Collection entries

##############################

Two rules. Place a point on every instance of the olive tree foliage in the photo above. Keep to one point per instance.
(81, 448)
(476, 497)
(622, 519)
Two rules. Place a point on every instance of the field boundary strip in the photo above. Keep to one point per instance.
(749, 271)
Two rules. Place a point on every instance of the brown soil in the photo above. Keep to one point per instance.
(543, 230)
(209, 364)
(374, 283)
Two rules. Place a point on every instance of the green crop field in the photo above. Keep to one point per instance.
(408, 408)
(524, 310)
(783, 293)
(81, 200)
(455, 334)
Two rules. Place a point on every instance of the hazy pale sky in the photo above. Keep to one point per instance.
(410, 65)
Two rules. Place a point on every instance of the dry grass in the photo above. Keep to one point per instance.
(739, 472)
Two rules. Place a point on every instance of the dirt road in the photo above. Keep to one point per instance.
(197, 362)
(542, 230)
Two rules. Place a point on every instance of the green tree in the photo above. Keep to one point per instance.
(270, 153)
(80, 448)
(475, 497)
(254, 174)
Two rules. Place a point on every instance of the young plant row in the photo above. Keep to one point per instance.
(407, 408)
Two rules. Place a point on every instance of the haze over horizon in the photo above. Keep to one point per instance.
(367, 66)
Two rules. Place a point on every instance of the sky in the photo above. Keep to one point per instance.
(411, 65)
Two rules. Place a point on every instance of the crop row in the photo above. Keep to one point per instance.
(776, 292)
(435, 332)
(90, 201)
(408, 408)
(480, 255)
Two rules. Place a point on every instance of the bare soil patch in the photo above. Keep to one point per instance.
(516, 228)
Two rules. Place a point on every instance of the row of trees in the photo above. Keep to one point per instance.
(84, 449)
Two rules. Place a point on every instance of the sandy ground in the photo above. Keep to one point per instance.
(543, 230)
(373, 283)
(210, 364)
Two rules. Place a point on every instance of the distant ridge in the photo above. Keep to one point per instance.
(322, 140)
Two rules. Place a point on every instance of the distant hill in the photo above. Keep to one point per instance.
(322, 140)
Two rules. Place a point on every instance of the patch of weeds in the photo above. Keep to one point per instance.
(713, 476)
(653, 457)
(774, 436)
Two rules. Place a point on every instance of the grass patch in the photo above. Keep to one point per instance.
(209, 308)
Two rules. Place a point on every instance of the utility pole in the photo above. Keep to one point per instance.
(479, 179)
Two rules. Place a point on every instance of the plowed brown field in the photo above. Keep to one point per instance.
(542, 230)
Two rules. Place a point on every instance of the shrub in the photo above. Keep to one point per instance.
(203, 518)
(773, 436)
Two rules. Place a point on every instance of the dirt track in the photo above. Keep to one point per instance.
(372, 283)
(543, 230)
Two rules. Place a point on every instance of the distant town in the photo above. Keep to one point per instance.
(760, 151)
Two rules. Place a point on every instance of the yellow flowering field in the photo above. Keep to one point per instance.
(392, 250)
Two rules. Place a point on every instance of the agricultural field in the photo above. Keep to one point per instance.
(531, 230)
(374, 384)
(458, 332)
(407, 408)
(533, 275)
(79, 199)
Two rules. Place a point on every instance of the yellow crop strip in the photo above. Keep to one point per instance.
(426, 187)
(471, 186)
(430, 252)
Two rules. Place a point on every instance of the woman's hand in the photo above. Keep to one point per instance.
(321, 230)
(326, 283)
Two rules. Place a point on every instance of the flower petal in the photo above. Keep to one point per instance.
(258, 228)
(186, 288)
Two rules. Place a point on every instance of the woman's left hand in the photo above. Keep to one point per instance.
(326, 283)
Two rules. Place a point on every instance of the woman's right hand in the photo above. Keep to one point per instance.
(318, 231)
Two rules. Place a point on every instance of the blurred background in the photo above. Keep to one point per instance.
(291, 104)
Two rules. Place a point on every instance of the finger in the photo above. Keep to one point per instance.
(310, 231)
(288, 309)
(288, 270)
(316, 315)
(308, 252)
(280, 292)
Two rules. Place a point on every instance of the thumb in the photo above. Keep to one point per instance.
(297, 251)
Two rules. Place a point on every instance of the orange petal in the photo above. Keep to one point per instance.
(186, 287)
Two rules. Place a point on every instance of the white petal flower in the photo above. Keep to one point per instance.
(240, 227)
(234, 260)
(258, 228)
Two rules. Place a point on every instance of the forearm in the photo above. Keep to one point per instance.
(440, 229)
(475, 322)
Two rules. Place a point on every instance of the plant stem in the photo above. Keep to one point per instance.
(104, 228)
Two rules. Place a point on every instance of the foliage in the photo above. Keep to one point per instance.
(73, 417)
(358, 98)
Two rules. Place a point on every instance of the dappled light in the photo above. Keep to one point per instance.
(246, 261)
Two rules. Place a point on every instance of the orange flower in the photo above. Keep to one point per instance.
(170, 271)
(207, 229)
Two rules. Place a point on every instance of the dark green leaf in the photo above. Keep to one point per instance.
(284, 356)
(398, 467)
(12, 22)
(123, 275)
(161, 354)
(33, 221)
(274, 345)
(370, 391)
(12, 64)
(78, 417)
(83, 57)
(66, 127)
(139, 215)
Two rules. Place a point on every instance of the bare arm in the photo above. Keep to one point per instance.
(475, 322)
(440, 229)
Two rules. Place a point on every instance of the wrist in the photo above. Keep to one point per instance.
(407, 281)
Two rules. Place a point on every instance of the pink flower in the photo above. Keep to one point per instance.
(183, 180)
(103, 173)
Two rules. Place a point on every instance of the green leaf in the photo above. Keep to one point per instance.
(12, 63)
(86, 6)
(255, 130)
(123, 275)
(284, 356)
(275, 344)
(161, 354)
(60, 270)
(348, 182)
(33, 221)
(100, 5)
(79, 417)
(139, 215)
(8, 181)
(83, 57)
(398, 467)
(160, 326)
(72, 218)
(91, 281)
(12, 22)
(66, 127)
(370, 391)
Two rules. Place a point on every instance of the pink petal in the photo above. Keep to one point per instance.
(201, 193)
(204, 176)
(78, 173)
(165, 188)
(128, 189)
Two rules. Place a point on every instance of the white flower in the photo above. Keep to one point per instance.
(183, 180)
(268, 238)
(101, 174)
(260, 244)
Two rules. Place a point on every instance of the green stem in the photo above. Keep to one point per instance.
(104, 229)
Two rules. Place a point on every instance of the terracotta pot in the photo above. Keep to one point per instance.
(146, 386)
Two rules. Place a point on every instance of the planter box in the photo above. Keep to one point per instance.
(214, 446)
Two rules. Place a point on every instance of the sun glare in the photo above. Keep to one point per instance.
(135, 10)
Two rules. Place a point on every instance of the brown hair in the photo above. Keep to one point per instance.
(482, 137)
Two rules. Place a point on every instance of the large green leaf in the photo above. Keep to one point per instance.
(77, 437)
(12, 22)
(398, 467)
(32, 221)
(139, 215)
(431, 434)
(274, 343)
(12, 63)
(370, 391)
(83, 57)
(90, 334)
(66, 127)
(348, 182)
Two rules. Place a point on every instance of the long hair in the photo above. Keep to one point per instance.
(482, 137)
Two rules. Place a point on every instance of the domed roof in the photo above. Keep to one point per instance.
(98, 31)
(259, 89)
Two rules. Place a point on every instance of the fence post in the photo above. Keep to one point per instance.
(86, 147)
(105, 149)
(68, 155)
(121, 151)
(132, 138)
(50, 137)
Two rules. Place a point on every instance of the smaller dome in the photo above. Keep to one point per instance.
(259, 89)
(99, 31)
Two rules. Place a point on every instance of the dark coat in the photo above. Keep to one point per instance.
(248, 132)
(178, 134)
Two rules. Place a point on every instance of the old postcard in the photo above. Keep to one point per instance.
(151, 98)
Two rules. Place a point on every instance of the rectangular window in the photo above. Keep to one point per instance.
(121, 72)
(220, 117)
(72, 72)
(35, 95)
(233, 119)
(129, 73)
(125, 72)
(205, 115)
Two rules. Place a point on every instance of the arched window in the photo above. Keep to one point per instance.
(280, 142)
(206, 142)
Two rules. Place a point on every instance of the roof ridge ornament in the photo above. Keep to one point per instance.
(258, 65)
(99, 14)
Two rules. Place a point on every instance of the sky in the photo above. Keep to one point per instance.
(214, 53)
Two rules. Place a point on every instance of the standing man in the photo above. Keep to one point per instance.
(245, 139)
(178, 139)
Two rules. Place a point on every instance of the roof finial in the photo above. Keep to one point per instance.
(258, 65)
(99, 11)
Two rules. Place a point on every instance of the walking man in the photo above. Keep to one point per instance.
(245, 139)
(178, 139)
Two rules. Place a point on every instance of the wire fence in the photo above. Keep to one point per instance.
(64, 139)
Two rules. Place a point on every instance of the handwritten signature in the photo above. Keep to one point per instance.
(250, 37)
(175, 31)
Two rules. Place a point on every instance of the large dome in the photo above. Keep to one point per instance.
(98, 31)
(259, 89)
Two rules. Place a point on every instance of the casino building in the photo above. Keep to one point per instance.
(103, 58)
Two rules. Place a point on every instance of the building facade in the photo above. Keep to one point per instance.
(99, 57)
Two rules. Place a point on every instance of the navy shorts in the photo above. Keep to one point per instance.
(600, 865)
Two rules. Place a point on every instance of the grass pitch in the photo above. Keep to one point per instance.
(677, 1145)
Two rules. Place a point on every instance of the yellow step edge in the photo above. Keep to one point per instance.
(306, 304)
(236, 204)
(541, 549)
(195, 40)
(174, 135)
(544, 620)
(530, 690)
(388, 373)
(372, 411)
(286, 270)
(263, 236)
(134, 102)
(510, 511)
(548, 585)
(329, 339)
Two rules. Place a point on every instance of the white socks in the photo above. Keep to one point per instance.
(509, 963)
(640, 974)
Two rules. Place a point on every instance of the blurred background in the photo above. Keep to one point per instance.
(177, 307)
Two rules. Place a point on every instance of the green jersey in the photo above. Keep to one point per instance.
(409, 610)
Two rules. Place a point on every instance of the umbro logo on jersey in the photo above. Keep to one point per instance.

##############################

With the line containing "the white socks" as the first and the last line of the records as the final one, print exactly the lines in that span.

Two rules. Place a point on every instance of the white socks in the photo above. Keep to one point per instance.
(509, 963)
(640, 974)
Two rules. Place a point on every instance of the blurred background in the photo above. Keep to one point per instance.
(177, 307)
Two rules. Place a point on every instance of the green jersey in the photo above. Keep to one point per instance.
(409, 610)
Two rules. Place a point on every instance of the umbro logo on jersey in the photo above. Keep to one point per instance.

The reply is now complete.